What is expected: Recast every line of the items below as a numbered list, skipping any blank lines and leaving out the pictures.

▼

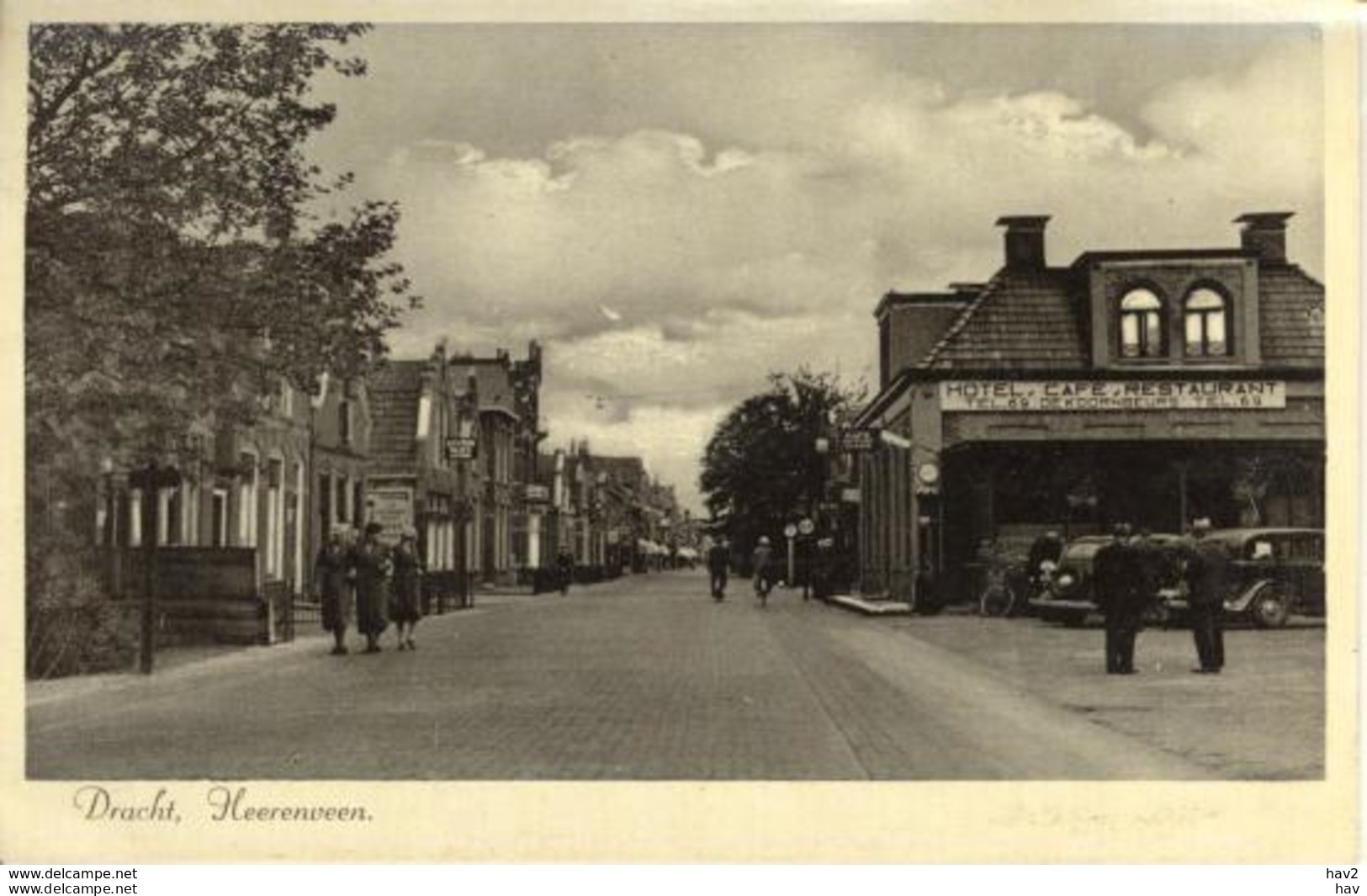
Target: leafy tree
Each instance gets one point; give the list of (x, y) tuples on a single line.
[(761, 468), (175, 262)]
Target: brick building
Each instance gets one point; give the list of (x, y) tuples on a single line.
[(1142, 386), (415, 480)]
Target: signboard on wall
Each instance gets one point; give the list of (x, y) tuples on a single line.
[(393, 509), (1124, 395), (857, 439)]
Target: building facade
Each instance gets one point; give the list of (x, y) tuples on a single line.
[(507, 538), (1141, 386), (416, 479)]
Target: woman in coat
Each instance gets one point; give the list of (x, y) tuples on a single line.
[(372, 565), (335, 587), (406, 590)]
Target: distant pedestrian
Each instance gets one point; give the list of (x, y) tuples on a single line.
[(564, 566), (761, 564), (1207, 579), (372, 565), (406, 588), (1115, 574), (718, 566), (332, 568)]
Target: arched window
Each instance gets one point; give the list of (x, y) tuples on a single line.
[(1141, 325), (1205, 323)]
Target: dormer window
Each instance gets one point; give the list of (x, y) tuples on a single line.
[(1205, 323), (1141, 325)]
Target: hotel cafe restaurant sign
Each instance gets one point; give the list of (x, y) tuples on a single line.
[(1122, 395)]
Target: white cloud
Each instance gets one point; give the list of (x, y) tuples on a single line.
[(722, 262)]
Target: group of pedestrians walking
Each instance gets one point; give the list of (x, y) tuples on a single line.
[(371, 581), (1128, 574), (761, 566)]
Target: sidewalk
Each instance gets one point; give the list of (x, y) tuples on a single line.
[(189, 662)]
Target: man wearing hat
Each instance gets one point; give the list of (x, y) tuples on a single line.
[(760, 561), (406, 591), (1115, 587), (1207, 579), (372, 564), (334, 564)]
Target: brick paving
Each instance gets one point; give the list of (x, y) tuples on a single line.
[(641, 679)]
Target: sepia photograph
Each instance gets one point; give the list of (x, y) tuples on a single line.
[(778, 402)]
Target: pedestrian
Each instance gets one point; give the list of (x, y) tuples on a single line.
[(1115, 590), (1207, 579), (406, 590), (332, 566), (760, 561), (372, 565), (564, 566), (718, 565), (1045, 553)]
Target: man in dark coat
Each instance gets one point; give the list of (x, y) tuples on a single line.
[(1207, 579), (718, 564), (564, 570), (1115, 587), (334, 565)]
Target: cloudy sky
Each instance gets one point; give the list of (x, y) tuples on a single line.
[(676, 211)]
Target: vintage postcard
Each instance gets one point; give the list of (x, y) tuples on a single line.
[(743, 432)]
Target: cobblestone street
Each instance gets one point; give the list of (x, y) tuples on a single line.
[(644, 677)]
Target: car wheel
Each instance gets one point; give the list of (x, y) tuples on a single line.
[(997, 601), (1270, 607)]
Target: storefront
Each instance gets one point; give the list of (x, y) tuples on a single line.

▲

Output of the exercise:
1. Target: leafy tree
2. Each instance gets one point; give the list of (x, y) tuples on a single line.
3. [(761, 468), (175, 262)]
4. Target: brick building
5. Each instance gets one point; give the list of (x, y) tuples on a single line.
6. [(1142, 386), (415, 480)]
7. Target: signboard on wall
8. Each instance gets one point; give the list of (x, y) tuples on a single line.
9. [(393, 509), (1124, 395), (857, 439)]
10. Target: building facade
11. Each instance gets one point; give the list of (x, y) tuples on a single line.
12. [(507, 538), (1141, 386), (416, 479)]
13. Target: woman in coat
14. Each instance gets one point; give the list of (x, y) tuples on a single line.
15. [(372, 565), (335, 587), (406, 590)]
16. Target: distant pedestrian
17. Each instance gets one point; give the list of (x, y) tuples on a single line.
18. [(564, 566), (761, 564), (1207, 579), (372, 565), (406, 588), (1115, 574), (718, 566), (332, 568)]
19. Target: arched window
20. Each instance gets one point; give the list of (x, y) tuples on a single line.
21. [(1141, 325), (1205, 323)]
22. Target: dormer window
23. Each instance gets one point; give the list of (x, y) tuples on a single line.
24. [(1205, 323), (1141, 325)]
25. Target: hotel cafe restaurant sign
26. Each instance gets one point; give the list of (x, y) tuples on a single line.
27. [(1122, 395)]
28. Target: white cloud
29. Each instance gets one point; give the list of (x, y) tuples on a single line.
30. [(722, 262)]
31. Target: group of pedestrians walking
32. Each instance gets one point; give the list of (x, y) tuples on a single line.
33. [(371, 581), (1128, 574), (761, 566)]
34. Target: sidewalk
35. Each instance gets one point; give the list of (x, y) tuples on a single line.
36. [(189, 662)]
37. Target: man wearing hat
38. Each instance gets one point; give the list of (x, y) tuples on a single line.
39. [(760, 561), (406, 591), (1115, 587), (1207, 579), (372, 564), (334, 564)]
40. Target: brick paving
41. Each instance gets one point; give the list of (x, y) tuples on a single line.
42. [(641, 679)]
43. Target: sepia photograph
44. Each instance gets one point; give the list of (x, y) tuples on a single line.
45. [(778, 402)]
46. Target: pedestrian
47. Each instance gets one point; give the list of (x, y) tuples on a single line.
48. [(1115, 590), (1207, 579), (406, 590), (332, 566), (760, 561), (372, 565), (564, 566), (718, 565), (1045, 553)]
49. Target: man in dark coat
50. Each instance gets one point; give the list of (x, y) tuples on a single line.
51. [(1207, 579), (718, 564), (564, 570), (1115, 587), (334, 565)]
52. Target: cloudy sky
53. Each instance gets one point; give the list of (x, y) tuples on a single line.
54. [(676, 211)]
55. Target: vintage postcard
56. Each instance gets one point; give the list of (x, y) tuples on a single line.
57. [(743, 432)]
58. Target: cobblestone street
59. Each instance gets one point; give the list of (x, y) tuples on a single line.
60. [(644, 677)]
61. Target: car wheel
62. Each instance gets one point; give the list of (x, y) tuples on a single line.
63. [(997, 601), (1270, 607)]
64. Target: storefront
65. Each instance gets one point; give the list of (x, y) tuples on a single line.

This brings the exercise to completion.